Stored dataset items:
--*--

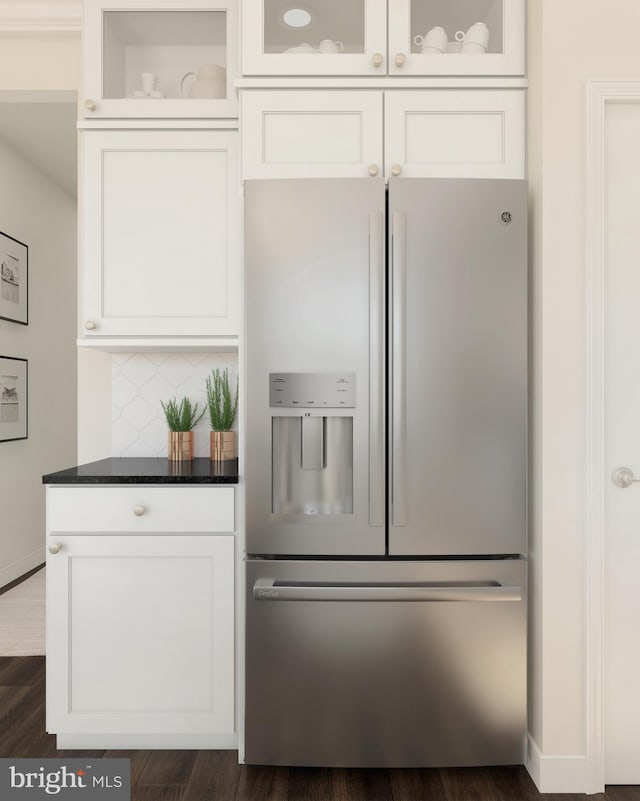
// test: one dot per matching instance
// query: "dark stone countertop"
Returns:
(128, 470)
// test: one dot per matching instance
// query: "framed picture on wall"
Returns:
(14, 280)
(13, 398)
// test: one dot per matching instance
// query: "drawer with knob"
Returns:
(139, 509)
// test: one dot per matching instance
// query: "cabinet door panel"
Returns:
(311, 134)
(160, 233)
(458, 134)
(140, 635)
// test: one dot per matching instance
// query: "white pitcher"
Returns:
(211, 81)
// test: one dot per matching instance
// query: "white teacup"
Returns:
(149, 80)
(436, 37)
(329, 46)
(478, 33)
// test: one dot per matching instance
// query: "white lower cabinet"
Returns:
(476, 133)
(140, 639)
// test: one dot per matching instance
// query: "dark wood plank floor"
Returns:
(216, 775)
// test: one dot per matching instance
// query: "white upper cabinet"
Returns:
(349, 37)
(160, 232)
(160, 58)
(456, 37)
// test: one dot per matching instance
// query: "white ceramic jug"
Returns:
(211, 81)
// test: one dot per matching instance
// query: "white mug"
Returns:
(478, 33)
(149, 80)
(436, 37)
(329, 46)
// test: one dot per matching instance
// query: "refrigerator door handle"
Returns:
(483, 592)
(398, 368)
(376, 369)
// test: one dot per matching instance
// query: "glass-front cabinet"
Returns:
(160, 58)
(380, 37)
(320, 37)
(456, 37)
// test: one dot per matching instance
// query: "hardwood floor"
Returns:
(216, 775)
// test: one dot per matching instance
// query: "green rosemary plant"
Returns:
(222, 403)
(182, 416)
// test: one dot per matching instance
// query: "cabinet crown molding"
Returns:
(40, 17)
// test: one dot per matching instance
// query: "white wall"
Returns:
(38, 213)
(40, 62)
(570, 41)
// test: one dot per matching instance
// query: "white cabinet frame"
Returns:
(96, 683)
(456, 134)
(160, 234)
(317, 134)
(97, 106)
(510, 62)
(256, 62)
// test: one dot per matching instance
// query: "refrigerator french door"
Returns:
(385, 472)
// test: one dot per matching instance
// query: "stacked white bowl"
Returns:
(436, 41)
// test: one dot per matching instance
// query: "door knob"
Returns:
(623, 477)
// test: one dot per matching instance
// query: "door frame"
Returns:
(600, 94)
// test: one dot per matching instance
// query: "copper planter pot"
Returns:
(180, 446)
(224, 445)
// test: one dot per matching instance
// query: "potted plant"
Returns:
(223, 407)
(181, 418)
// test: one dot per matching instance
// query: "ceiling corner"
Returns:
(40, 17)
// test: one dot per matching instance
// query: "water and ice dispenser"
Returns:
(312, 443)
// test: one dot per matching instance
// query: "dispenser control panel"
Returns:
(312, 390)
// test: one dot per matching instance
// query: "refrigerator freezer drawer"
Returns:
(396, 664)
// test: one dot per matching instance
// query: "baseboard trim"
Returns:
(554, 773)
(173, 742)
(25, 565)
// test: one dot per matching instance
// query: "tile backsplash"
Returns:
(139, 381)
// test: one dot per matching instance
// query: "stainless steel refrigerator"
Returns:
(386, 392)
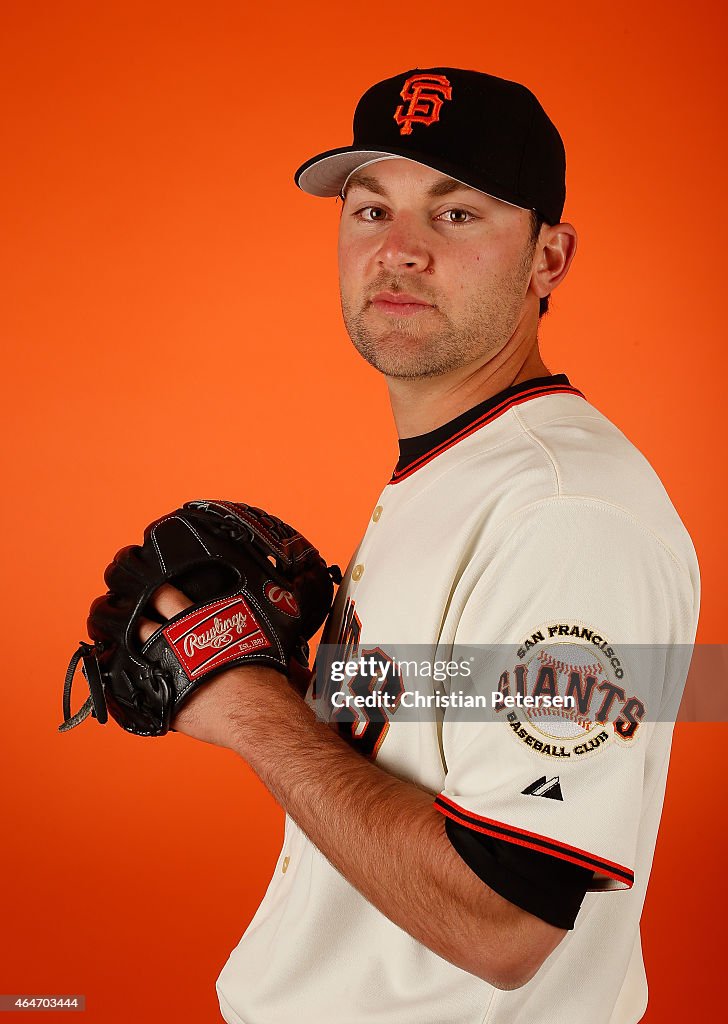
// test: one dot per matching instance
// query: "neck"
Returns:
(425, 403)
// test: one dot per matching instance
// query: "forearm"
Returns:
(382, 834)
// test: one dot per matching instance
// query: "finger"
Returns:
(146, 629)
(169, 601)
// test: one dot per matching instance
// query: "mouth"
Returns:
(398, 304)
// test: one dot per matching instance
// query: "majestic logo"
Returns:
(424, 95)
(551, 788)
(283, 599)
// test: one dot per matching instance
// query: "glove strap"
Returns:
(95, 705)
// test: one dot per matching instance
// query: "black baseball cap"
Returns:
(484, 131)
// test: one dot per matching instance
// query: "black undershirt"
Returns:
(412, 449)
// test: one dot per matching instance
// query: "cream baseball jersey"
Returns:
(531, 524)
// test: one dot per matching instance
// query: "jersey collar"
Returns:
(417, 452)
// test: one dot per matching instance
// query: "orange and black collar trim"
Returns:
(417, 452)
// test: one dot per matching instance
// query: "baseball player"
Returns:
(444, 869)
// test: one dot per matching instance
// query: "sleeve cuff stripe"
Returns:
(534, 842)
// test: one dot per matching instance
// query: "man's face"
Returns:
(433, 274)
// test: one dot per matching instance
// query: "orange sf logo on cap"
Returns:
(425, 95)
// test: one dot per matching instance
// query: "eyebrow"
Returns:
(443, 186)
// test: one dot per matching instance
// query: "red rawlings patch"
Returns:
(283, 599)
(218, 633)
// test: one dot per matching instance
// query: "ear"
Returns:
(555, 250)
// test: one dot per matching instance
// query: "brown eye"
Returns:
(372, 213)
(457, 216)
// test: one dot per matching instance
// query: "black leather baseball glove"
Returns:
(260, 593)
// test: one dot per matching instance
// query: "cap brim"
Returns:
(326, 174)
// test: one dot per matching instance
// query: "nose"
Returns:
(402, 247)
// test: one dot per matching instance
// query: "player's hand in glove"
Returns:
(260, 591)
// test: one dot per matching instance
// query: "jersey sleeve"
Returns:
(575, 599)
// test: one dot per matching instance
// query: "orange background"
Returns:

--*--

## SHORT PROBLEM
Output every entry verbatim. Pictures do not belong in the copy.

## TASK RESPONSE
// test: one dot per matching instance
// query: "dark stone countertop"
Returns:
(128, 470)
// test: one dot per matching instance
// query: "framed picture on wall"
Returns:
(14, 280)
(13, 398)
// test: one dot per matching instance
// query: "drawer with knob"
Returns:
(139, 509)
// test: one dot per matching instance
// query: "cabinet door panel"
Returns:
(311, 134)
(160, 233)
(458, 134)
(140, 635)
// test: one dot per matching instance
// query: "white pitcher"
Returns:
(211, 81)
// test: one dot per matching instance
// query: "white teacup"
Returns:
(149, 80)
(436, 37)
(329, 46)
(478, 33)
// test: one dot per matching instance
// query: "white lower cabinet"
Returns:
(476, 133)
(140, 639)
// test: one dot per matching instance
// query: "dark wood plank floor"
Returns:
(216, 775)
// test: one dot per matching instance
// query: "white upper cabinet"
Returns:
(349, 37)
(160, 232)
(160, 58)
(456, 37)
// test: one dot per matching instance
// query: "white ceramic jug"
Returns:
(211, 81)
// test: one dot per matching instance
// query: "white mug"
Returns:
(478, 33)
(149, 80)
(436, 37)
(329, 46)
// test: one dot per matching instance
// query: "refrigerator door handle"
Returns:
(483, 592)
(398, 368)
(376, 369)
// test: one dot per matching instance
// query: "glass-front cabinet"
Returns:
(160, 58)
(380, 37)
(320, 37)
(456, 37)
// test: one dot per matching instance
// query: "hardwood floor"
Returns:
(216, 775)
// test: one dot per matching instance
// query: "green rosemary plant"
Returns:
(222, 403)
(182, 416)
// test: one dot per matching instance
// query: "cabinet crown molding"
Returns:
(40, 17)
// test: one dot per matching instance
// query: "white wall"
Returns:
(38, 213)
(40, 62)
(570, 41)
// test: one dot per matching instance
// query: "white cabinet frame"
Returns:
(96, 683)
(456, 134)
(160, 234)
(317, 134)
(97, 106)
(510, 62)
(256, 62)
// test: one dot per matching instance
// query: "refrigerator french door"
Returns:
(385, 472)
// test: one dot per matching instance
// query: "stacked white bowl"
Returns:
(436, 41)
// test: one dot per matching instance
// query: "door knob"
Returns:
(623, 477)
// test: one dot per matching instance
// query: "door frame"
Returns:
(600, 94)
// test: one dot per matching instance
// query: "copper planter pot"
Returns:
(180, 446)
(224, 445)
// test: one dot per matching instance
// query: "potted plant"
Returns:
(223, 407)
(181, 418)
// test: one dot per matching instance
// query: "ceiling corner"
Returns:
(40, 17)
// test: one dot per matching instance
// query: "water and ice dispenser"
Returns:
(312, 443)
// test: one dot per matching instance
// query: "dispenser control panel"
Returns:
(312, 390)
// test: one dot per matching instance
// query: "refrigerator freezer drawer"
Returns:
(396, 664)
// test: one dot per matching instance
// query: "baseboard trim"
Returns:
(554, 773)
(173, 742)
(25, 565)
// test: one dot per matching instance
// query: "tile backsplash"
Returns:
(139, 381)
// test: one dot per matching instance
// query: "stainless steel refrigerator"
Returns:
(386, 392)
// test: one dot per matching instance
// query: "neck"
Returns:
(425, 403)
// test: one dot per matching instance
// query: "forearm"
Returns:
(382, 834)
// test: one dot per matching instance
// query: "finger"
Returns:
(146, 629)
(169, 601)
// test: one dot per matching instance
// query: "mouth"
Returns:
(398, 304)
// test: one dot per matching instance
// query: "majestic logo"
Returns:
(424, 95)
(551, 788)
(283, 599)
// test: one dot per matching instance
// query: "glove strap"
Returns:
(95, 705)
// test: one dot per matching instance
// query: "black baseball cap"
Returns:
(484, 131)
// test: one dot per matching instance
// query: "black undershirt"
Returns:
(412, 449)
// test: one dot per matching instance
// query: "cream baseball jersey"
Returns:
(531, 524)
// test: one dot per matching instance
// query: "jersey collar"
Returns:
(417, 452)
// test: one dot per matching instance
// query: "orange and black collar trim"
Returns:
(417, 452)
// test: one dot per matching instance
// query: "baseball player"
Returns:
(444, 869)
// test: one dot per matching instance
// query: "sleeve cuff stripe"
Returns:
(534, 842)
// test: one dot per matching instance
// query: "man's face"
Returns:
(433, 274)
// test: one dot per matching instance
// query: "orange sf logo on cap"
Returns:
(425, 95)
// test: one dot per matching instance
// query: "eyebrow"
Returns:
(443, 186)
// test: one dot per matching instance
// query: "red rawlings patch"
Returns:
(283, 599)
(218, 633)
// test: one dot per matching instance
// query: "ear"
Returns:
(555, 250)
// test: one dot per matching instance
// query: "brown eye"
Returns:
(372, 213)
(457, 216)
// test: one dot per matching instance
// query: "black leather baseball glove"
Returns:
(260, 593)
// test: one dot per matching instance
// query: "cap brim"
Returns:
(326, 174)
// test: one dot per matching instance
// query: "nose"
Returns:
(402, 247)
// test: one dot per matching instance
// query: "player's hand in glove"
Returns:
(260, 591)
// test: one dot per matching instance
// query: "jersey sleeve"
Returns:
(575, 599)
// test: one dot per matching instance
// query: "orange background"
Returns:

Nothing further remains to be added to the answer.